* Task to complete: How many lines in the data below contain the word "bouquet"? Case matters, and the reply should be the number alone.

---------------

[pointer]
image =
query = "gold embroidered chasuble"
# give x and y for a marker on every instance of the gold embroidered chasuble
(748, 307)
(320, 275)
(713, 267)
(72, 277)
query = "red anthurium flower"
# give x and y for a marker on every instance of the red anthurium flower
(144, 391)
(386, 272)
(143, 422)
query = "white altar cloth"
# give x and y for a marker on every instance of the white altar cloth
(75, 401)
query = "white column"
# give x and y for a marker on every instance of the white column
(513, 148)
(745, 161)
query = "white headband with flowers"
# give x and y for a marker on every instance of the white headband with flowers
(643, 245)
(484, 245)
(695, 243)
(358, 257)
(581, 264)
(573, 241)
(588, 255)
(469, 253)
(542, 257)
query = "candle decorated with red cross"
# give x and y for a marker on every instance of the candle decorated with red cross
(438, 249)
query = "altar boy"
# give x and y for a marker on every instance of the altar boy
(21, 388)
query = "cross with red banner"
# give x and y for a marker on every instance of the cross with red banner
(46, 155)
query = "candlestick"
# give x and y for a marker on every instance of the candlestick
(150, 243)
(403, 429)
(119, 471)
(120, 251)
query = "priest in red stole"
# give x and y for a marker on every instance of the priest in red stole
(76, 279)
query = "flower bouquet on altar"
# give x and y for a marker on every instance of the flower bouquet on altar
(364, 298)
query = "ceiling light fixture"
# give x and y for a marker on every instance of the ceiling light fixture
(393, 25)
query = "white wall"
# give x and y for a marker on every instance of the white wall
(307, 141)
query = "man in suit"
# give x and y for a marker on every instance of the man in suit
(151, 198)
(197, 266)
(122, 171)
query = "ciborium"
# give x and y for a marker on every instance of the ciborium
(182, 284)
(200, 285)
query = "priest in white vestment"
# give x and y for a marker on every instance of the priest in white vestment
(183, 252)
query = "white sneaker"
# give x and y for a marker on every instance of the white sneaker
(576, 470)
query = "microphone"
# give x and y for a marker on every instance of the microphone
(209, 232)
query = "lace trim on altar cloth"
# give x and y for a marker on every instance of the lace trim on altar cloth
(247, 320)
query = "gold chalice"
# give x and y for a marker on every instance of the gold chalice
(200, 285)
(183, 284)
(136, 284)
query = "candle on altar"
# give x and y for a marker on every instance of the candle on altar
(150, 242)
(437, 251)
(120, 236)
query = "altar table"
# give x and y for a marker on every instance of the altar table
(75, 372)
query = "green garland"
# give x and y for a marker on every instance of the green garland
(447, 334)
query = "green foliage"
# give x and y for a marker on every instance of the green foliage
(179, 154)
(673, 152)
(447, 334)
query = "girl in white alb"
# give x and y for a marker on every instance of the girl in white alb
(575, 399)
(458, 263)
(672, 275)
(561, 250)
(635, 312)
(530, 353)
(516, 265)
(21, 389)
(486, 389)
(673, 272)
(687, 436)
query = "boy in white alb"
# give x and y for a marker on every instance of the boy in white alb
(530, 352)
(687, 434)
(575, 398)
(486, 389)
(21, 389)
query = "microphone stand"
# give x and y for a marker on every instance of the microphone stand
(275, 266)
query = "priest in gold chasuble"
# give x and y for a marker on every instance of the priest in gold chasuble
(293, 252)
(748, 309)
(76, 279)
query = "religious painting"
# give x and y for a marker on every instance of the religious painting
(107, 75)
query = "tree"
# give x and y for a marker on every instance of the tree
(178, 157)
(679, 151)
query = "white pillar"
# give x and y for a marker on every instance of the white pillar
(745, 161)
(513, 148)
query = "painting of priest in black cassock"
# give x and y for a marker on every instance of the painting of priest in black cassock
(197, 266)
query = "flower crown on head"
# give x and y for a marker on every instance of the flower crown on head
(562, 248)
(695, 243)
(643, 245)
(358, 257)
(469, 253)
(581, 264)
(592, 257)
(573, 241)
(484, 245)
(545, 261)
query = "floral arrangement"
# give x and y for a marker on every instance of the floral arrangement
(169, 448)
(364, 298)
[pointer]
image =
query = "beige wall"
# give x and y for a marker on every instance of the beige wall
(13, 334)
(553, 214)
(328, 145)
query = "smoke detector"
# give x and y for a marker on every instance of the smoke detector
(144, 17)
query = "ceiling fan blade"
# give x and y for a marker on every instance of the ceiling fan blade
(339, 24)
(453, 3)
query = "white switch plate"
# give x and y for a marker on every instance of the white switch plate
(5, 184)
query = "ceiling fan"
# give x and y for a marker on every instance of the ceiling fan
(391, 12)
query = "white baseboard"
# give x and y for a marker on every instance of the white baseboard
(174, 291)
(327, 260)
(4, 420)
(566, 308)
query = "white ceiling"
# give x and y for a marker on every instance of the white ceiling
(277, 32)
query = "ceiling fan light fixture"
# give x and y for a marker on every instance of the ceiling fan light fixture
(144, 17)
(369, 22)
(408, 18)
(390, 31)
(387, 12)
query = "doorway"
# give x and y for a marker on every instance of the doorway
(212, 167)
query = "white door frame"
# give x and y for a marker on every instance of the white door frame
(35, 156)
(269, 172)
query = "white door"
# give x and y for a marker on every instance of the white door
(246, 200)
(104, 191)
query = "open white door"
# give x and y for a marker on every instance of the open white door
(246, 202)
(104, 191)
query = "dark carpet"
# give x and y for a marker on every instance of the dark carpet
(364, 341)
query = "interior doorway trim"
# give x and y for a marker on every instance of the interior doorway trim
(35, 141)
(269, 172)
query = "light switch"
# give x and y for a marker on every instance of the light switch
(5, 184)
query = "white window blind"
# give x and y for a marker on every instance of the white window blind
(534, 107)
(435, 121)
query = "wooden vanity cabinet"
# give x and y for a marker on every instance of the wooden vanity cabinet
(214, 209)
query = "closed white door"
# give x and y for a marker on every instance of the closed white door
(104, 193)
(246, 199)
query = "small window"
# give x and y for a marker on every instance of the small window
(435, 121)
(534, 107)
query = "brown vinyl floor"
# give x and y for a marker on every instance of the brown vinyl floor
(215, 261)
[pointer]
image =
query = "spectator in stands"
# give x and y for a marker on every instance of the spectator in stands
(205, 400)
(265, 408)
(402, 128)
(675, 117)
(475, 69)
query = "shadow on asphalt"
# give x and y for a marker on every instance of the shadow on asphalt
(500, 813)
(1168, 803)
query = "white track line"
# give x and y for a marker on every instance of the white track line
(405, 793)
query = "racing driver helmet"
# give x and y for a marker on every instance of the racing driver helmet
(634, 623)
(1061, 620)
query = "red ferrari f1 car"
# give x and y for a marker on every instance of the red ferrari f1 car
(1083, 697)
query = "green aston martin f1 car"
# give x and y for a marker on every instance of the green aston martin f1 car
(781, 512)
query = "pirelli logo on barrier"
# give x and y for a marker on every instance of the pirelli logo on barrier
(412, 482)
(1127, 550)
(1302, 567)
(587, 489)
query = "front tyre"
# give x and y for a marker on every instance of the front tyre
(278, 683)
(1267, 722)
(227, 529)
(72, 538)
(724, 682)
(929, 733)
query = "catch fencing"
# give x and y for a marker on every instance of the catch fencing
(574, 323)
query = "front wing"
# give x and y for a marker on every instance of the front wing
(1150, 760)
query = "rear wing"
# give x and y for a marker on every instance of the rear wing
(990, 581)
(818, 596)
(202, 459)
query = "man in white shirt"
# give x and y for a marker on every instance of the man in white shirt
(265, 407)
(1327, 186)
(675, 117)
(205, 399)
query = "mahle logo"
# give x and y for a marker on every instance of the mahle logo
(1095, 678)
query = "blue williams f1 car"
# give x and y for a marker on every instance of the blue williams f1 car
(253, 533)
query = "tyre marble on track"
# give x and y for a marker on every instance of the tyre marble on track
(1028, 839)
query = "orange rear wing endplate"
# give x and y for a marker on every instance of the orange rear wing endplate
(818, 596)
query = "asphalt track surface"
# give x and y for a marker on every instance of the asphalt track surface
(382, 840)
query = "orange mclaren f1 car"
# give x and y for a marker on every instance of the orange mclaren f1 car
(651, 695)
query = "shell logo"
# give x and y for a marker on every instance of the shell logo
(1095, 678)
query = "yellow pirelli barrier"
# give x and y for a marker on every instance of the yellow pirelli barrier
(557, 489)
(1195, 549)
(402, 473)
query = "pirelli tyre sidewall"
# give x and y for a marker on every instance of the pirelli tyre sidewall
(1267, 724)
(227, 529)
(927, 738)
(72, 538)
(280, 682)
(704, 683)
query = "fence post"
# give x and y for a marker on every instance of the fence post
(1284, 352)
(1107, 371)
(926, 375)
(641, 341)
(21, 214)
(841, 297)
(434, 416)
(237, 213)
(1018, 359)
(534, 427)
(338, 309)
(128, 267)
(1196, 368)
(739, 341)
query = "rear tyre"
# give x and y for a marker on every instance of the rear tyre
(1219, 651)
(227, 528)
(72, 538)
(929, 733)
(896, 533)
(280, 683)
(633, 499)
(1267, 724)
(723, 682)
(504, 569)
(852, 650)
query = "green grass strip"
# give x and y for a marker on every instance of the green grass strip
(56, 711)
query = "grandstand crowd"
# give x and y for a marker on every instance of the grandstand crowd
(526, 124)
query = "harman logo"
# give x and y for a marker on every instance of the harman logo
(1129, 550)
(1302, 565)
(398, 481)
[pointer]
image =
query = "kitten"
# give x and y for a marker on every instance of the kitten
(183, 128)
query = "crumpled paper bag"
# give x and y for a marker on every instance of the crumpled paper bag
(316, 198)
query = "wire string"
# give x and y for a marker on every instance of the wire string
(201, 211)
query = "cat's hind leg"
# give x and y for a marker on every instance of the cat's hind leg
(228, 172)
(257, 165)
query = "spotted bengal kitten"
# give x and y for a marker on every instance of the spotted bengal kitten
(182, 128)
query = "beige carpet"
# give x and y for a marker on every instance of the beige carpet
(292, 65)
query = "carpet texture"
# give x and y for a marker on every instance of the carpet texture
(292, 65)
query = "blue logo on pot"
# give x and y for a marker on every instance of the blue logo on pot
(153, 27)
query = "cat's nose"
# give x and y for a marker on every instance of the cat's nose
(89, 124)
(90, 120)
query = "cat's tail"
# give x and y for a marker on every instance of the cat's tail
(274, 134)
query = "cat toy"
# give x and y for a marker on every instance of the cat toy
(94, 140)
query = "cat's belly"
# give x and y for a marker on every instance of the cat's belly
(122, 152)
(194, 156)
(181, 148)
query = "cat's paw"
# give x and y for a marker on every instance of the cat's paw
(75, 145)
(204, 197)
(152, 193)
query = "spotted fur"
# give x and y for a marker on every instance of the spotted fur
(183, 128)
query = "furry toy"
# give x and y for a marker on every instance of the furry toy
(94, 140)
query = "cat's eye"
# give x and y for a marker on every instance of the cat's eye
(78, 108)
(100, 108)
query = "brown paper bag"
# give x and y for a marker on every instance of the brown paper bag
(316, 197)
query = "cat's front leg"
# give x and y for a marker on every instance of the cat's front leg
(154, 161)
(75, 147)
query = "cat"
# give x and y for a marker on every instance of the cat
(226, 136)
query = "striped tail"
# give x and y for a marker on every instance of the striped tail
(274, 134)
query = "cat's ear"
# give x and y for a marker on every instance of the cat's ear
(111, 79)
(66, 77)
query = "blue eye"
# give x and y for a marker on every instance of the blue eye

---------------

* Final answer: 2